DATA PROVIDED:
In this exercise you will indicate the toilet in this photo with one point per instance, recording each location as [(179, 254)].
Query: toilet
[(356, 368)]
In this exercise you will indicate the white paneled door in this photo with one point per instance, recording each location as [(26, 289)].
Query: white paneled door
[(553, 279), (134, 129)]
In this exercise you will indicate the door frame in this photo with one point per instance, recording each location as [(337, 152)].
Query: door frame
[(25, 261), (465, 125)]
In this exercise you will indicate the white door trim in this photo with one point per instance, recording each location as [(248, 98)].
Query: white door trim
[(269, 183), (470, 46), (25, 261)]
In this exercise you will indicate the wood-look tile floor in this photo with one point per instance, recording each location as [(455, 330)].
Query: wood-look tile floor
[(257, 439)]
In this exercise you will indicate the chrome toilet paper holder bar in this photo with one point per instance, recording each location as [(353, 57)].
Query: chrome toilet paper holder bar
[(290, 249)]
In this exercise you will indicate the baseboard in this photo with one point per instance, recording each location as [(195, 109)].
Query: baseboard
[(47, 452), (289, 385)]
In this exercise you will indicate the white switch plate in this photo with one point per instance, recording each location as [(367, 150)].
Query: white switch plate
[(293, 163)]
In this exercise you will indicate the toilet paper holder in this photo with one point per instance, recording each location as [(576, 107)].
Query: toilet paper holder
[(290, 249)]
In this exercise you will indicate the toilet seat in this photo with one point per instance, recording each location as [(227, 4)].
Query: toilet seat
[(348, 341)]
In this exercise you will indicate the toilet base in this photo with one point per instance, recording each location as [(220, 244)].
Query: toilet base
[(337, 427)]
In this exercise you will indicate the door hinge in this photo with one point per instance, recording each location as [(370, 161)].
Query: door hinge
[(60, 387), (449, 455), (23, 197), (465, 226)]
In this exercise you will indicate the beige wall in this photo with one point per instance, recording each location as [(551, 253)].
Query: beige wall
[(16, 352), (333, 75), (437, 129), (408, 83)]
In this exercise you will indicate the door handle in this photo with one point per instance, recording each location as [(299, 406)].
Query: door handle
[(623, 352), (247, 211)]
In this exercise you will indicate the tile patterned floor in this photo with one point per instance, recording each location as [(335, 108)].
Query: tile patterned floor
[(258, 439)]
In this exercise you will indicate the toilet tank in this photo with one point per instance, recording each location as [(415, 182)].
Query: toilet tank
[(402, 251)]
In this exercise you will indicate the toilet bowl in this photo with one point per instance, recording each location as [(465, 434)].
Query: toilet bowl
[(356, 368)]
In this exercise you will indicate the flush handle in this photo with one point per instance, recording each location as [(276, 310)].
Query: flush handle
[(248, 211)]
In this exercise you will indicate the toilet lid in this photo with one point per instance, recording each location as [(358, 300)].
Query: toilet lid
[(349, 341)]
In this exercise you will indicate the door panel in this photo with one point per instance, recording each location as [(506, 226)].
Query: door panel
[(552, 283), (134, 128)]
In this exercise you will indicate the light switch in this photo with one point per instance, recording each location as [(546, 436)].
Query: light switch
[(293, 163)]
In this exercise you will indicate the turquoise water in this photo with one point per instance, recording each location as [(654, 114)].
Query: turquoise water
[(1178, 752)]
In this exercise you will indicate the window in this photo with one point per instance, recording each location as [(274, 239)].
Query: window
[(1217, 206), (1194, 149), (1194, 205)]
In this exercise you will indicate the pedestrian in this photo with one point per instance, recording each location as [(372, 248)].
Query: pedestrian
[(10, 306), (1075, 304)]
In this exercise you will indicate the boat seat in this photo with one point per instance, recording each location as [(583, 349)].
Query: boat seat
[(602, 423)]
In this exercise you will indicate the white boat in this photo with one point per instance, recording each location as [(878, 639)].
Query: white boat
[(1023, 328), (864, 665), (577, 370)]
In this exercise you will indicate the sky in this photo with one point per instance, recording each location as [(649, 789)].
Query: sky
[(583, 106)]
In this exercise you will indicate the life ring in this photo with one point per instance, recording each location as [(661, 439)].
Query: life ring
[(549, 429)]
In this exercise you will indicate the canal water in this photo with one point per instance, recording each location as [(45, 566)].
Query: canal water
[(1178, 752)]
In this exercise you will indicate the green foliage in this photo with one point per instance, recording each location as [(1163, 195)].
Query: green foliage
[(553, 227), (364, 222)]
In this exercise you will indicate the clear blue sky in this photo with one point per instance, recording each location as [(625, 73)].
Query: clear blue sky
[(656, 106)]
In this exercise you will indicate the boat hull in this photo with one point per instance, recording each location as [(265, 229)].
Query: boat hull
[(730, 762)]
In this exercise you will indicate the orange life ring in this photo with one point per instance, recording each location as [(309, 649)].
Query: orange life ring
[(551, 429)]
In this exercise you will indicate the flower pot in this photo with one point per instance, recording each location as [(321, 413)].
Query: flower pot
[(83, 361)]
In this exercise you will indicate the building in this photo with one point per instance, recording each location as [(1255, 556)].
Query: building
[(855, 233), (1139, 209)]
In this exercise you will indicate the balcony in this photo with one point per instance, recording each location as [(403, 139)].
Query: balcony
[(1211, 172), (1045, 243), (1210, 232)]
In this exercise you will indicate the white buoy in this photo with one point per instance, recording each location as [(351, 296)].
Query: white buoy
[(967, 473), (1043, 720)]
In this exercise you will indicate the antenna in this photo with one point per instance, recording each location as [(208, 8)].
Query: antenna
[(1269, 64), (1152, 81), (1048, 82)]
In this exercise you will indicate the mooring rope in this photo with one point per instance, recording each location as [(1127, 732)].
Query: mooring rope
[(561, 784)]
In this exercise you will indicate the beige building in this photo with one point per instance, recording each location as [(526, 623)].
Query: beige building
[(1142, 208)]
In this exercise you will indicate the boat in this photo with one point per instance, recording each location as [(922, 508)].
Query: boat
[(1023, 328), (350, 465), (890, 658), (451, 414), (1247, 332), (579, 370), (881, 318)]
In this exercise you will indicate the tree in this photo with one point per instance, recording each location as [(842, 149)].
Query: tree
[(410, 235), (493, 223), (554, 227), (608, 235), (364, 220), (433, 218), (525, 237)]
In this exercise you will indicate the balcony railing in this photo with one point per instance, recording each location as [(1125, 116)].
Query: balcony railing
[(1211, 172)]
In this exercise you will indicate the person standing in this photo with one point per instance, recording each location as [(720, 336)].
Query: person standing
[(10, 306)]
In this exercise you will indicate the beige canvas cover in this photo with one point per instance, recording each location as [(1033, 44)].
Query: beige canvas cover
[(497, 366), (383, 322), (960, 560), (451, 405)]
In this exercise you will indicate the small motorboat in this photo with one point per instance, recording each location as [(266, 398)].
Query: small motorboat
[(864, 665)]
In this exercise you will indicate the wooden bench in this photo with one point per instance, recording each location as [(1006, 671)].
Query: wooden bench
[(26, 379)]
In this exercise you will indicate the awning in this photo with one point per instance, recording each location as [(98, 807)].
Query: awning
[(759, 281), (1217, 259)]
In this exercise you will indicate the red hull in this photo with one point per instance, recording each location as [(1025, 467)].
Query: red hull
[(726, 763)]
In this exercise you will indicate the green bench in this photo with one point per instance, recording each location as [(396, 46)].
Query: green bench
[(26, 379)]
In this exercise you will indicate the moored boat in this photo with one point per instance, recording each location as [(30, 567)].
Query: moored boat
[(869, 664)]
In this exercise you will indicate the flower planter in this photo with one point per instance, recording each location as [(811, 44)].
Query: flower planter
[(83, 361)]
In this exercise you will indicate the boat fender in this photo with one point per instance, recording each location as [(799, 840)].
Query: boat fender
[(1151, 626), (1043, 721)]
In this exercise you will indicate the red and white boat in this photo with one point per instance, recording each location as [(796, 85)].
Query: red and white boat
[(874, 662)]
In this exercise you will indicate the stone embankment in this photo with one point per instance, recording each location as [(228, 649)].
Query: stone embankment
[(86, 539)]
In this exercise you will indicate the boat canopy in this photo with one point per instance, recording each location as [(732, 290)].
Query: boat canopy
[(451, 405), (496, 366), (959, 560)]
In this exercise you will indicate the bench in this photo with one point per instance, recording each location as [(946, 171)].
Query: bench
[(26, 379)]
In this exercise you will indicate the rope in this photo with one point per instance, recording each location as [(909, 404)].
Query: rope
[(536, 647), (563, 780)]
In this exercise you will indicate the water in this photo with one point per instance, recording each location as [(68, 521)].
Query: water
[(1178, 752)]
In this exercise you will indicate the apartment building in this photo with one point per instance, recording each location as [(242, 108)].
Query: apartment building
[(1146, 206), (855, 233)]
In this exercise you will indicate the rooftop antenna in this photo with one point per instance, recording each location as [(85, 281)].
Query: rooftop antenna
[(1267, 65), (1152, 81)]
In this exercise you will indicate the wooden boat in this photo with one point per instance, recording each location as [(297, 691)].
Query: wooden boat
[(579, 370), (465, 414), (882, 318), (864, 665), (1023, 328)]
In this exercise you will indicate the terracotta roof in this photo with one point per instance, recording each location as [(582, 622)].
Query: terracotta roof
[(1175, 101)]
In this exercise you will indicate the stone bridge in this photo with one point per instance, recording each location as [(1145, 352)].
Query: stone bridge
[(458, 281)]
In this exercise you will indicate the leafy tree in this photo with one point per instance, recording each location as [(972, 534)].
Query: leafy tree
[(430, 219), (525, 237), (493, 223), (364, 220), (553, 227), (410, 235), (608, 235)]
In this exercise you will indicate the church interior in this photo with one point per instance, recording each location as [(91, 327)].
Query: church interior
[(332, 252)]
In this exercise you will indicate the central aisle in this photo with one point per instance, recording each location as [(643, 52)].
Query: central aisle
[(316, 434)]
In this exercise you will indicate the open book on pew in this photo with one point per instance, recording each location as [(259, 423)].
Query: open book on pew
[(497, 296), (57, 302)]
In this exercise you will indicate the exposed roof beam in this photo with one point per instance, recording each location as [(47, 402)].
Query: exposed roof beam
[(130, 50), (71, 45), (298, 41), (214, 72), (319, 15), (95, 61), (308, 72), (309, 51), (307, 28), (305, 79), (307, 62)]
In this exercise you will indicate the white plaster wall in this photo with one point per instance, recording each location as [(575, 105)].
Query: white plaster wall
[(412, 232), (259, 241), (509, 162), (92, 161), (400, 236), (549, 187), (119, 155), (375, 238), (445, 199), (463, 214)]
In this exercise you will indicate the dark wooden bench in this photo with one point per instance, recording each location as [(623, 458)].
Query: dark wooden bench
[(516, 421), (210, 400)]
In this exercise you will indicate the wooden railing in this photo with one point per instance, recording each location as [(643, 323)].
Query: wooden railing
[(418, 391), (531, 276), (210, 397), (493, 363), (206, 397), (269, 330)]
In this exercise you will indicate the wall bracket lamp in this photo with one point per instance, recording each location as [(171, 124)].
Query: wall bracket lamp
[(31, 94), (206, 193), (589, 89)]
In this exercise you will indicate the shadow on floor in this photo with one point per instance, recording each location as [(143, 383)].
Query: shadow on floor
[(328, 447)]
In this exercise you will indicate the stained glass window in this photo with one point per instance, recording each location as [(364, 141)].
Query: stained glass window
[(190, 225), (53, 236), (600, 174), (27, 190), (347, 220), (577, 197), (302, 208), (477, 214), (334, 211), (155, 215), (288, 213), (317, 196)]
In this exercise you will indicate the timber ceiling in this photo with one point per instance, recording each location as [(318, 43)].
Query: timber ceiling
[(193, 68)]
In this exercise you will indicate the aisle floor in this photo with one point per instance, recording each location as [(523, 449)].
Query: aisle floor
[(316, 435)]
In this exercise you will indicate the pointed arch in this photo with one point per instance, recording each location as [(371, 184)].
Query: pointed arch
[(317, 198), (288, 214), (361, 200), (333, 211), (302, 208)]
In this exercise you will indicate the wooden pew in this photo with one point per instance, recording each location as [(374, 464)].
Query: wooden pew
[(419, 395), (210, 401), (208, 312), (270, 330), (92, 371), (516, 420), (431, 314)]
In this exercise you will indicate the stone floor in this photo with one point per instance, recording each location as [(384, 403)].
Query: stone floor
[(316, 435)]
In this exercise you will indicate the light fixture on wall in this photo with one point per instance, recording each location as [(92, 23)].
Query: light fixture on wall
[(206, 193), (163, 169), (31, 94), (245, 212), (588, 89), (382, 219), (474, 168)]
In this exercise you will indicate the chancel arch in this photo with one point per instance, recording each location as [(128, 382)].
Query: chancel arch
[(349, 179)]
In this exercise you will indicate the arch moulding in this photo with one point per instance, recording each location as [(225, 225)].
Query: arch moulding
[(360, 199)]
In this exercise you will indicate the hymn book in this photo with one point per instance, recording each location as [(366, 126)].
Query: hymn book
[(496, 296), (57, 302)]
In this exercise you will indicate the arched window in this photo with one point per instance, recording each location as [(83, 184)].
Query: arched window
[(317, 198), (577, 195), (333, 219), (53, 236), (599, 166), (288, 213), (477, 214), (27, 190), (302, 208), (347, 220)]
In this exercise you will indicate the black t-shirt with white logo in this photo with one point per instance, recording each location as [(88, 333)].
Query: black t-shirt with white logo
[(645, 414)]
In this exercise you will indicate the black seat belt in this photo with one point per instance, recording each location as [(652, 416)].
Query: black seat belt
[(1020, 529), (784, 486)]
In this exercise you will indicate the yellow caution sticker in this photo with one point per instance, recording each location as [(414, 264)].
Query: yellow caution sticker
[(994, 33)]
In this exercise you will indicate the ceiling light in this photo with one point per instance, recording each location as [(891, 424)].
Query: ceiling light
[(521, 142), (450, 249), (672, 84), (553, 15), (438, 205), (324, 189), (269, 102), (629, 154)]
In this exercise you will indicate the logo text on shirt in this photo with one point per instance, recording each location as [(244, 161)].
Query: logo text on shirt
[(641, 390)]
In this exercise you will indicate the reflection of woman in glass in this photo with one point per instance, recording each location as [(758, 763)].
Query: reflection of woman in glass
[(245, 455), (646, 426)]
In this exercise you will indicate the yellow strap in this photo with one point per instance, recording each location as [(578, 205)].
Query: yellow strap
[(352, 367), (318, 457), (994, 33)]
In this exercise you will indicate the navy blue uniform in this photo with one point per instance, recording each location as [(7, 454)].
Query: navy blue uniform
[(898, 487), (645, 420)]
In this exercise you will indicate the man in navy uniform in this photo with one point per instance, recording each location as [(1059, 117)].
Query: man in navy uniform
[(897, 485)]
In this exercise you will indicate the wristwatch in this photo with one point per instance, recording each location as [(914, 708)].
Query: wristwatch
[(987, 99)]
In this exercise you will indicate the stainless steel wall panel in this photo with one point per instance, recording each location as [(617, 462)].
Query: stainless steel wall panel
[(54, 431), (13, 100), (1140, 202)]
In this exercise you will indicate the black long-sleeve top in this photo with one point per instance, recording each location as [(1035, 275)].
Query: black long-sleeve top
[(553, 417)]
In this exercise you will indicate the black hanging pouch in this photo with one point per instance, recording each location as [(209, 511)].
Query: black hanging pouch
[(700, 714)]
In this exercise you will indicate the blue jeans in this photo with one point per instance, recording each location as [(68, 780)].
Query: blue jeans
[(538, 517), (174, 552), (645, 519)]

WHAT IS EXPECTED:
The line containing "In this exercise you will indicate the navy" marks the start; retype it and each line after it through the end of the records above, exactly.

RESULT FOR THIS TASK:
In this exercise you will indicate the navy blue uniform in this photo with one point per instance, recording each location as [(7, 454)].
Query: navy blue uniform
[(898, 487), (645, 420)]
In this exercise you will indicate the man in navy uniform in this photo with one point per instance, recording each location as [(1059, 117)].
Query: man in navy uniform
[(897, 485)]
In this exercise you will indicate the wristwatch in this photo with one point per instance, recording each location as [(914, 708)].
Query: wristwatch
[(987, 99)]
In this exercise you will indicate the stainless steel wall panel in this photo with one point per instance, recording each location as [(617, 462)].
Query: stainless steel wall panel
[(54, 431), (13, 100), (1140, 202)]
In this exercise you will indicate the black long-sleeve top in this photo with one point per instance, recording each location as [(1035, 275)].
Query: black long-sleeve top
[(553, 417)]
In this exercise you will indicate the black hanging pouch in this photo with one point per instance, recording each location as [(209, 511)].
Query: black hanging pouch
[(700, 714)]
In this exercise you will indicate the blue jeans in this photo with one point per instance, recording each location as [(68, 780)].
Query: blue jeans
[(538, 517), (174, 552), (645, 519)]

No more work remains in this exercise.